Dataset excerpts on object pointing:

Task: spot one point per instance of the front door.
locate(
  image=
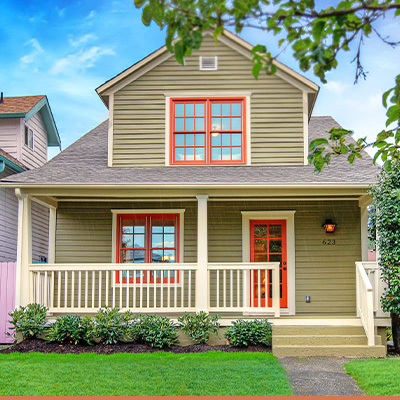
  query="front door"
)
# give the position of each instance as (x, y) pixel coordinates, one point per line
(268, 244)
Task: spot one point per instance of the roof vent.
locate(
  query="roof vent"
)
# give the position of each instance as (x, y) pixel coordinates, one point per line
(208, 63)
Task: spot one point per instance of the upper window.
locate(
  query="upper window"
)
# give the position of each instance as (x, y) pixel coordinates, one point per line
(208, 131)
(28, 137)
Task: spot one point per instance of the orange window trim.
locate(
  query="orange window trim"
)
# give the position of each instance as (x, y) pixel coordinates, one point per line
(207, 116)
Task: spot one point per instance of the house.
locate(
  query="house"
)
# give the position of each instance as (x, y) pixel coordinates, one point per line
(196, 194)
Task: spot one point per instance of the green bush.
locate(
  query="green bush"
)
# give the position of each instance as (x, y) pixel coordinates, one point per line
(245, 333)
(158, 331)
(30, 321)
(199, 326)
(110, 326)
(71, 328)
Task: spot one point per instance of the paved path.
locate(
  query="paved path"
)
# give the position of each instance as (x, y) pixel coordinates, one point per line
(320, 377)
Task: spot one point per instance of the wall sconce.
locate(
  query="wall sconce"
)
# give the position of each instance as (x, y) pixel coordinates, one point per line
(329, 226)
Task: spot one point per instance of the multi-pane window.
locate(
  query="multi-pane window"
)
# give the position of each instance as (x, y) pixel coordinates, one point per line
(148, 238)
(208, 131)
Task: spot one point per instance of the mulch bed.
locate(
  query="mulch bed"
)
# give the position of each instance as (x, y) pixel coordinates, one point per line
(40, 346)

■ Directions for this task ■
Reproduce the lines verbatim, from the line containing "Task: spot one point per instance of the house." through the end of the lines above, with both ends included.

■ Final result ■
Task: spot one point per instance of the house.
locate(
  query="house"
)
# give the position of each instance as (x, y) pixel coordinates, one point per line
(196, 194)
Task: spot one point per instance of the green bush.
locate(
  query="green bush"
)
# give the position of each instance as (x, y) pixel coordinates, one point per line
(245, 333)
(158, 331)
(30, 321)
(199, 326)
(110, 326)
(71, 328)
Task: spot one point per instance of the paved path.
locate(
  query="paved path"
)
# give the position of each instance as (x, y) pixel coordinates, one point per line
(320, 377)
Task: spot one point per instance of the wall sconce.
locate(
  query="wall sconce"
)
# give the position of each instance as (x, y) pixel coordinates, one point per line
(329, 226)
Task: spot one point per instance of the multi-pane window.
locate(
  query="multi-pane window"
)
# give the position of each instance as (x, y) pixel coordinates, one point per line
(148, 238)
(208, 131)
Task: spot one point per instance of the mulch bed.
locate(
  query="mulch bed"
)
# give the position of each instance as (x, y) pixel coordinates, one point per line
(40, 346)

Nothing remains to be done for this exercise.